▶ Set of tasks:
a. In the letter about turkey season, can you rewrite the passage that begins at "Sitting down to" and stops after "all of this.", swapping "taught" for "showed"?
b. How might the letter about turkey season go on after its final sentence? Write the next part.

▶ Given text:
§
A Letter from Toxey
The calendar has turned once again, and the season of living is here. This will be the first turkey season I’ve ever spent without my dad.
For almost ten years, we treated every turkey season like it could’ve been his last. The past five years especially, every morning we got truly felt that way. For us, we were grateful for one last time and a life that most don’t get. For him, no matter how many he got, he always wanted just one more .
Sitting down to write, thinking back on all the mornings we’ve shared, thinking back further to when he first taught me to hunt and we had to drive down to Choctaw Bluff in south Alabama because there were no turkeys here at home in West Point. He was part of turkey hunting’s greatest generation that saved all of this.
Conservation is not just about conservation. Culture, history, tradition, all these things combine to create something worth caring for. Hunting history has shown that unless a group of people really love something, it doesn’t last forever. Dad was a turkey hunter and a turkey conservationist. A lifelong woodsman and a proud gamekeeper. This combination of loves is required if our hunting traditions are going to last forever.
§
▶ Records provided:
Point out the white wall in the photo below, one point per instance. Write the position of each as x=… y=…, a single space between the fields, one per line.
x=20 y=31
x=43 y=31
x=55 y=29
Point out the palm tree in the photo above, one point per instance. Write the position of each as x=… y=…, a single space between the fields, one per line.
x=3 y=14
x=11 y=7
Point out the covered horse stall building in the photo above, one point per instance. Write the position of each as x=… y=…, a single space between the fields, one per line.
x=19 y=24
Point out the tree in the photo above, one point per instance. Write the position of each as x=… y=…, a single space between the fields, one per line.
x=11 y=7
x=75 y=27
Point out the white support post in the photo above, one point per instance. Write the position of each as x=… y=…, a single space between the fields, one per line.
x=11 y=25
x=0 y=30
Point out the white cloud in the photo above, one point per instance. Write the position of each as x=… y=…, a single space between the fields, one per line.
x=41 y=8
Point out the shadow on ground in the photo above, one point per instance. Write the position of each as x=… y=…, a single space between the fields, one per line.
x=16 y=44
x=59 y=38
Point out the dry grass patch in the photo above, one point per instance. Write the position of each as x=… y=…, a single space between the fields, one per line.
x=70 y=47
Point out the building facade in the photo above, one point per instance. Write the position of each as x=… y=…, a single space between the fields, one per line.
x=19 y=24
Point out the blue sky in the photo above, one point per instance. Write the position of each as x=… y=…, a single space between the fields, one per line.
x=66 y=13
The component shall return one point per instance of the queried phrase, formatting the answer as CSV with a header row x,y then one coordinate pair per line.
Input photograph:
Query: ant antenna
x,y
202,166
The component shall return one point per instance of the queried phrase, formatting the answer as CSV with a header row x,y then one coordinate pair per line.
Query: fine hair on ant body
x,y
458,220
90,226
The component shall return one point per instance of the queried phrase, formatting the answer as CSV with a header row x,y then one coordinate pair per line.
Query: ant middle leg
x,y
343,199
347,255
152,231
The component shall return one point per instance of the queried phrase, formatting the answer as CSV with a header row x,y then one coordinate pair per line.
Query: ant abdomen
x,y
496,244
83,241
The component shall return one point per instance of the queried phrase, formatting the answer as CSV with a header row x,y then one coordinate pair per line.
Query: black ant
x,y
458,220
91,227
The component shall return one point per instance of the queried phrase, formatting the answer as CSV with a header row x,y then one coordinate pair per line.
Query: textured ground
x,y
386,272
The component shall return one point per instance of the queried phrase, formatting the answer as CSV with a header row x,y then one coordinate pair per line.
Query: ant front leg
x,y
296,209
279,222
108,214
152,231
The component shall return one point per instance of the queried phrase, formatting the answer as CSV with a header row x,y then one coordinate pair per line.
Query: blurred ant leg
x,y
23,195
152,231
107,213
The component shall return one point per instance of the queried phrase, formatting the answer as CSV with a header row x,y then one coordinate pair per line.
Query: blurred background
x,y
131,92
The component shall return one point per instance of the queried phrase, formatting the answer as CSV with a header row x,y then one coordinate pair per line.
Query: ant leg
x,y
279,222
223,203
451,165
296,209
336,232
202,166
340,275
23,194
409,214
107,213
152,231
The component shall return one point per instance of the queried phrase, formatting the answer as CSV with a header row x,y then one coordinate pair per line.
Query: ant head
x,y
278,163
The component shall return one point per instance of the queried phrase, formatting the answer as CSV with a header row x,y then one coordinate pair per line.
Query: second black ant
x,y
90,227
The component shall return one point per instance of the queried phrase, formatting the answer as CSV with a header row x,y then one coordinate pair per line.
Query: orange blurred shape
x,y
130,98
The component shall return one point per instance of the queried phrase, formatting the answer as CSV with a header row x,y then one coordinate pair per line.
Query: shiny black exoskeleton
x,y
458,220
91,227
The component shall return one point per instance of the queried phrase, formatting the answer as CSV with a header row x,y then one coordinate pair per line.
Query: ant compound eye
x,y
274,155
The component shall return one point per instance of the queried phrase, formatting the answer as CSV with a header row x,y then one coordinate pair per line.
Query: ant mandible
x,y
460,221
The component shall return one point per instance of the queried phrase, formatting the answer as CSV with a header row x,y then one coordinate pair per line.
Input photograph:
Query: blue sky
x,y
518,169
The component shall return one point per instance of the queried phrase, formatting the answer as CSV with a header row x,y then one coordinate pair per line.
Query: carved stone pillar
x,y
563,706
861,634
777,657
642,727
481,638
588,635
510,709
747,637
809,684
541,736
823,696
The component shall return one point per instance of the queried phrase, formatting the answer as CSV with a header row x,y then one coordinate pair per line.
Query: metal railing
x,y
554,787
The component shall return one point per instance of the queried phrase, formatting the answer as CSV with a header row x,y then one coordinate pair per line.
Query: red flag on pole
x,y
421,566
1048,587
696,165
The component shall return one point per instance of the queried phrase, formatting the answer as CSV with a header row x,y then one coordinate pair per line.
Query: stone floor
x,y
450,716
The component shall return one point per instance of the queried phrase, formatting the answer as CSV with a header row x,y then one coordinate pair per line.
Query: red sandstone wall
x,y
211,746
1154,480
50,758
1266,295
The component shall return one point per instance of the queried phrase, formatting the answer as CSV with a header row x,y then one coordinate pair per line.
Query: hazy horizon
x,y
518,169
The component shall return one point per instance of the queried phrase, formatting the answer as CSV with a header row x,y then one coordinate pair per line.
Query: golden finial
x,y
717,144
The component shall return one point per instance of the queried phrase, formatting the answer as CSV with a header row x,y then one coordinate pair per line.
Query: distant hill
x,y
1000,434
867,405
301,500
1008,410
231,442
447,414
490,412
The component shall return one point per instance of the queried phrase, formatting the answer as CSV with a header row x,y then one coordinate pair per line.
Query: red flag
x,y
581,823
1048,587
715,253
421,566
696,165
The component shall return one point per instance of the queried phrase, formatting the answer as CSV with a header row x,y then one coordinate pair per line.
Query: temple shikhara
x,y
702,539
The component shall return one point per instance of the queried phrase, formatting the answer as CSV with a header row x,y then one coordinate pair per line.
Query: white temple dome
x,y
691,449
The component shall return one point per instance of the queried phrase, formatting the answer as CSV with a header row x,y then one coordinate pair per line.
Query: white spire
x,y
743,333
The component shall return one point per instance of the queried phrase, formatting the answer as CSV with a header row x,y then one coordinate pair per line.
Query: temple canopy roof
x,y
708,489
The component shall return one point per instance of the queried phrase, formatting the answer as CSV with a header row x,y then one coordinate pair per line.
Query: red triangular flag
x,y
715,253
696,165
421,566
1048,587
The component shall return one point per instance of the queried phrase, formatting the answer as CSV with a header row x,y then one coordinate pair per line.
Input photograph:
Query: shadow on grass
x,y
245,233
§
▶ List of answers:
a.
Sitting down to write, thinking back on all the mornings we’ve shared, thinking back further to when he first showed me to hunt and we had to drive down to Choctaw Bluff in south Alabama because there were no turkeys here at home in West Point. He was part of turkey hunting’s greatest generation that saved all of this.

b.
And it’s that combination that creates the common thread in our community of gamekeepers. We need the talented wildlife biologists and the work they’re doing. But we also need every hunter doing what they can on their piece of dirt. Trapping, lighting prescribed fires, teaching their kids to love the land and love turkeys and turkey hunting. When you teach someone to love something, they’ll want to take care of it one day too.
His turkey last spring turned out to officially be his last. We buried him a few weeks ago on top of a hill beneath an oak tree over twice as old as him, where he’ll always be within earshot of a gobbling turkey. “Pass it on” is the spirit that he left behind, and that’s embodied perfectly in a piece of the story of his last turkey. He needed a lighter gun to be able to shoot at his old age, so we used a 28 gauge his great-granddaughter Evie had just gotten as her first shotgun. He killed his last turkey ever with it, and a week later, she killed her first. There’s not much more we can ask from a life of turkey hunting than that.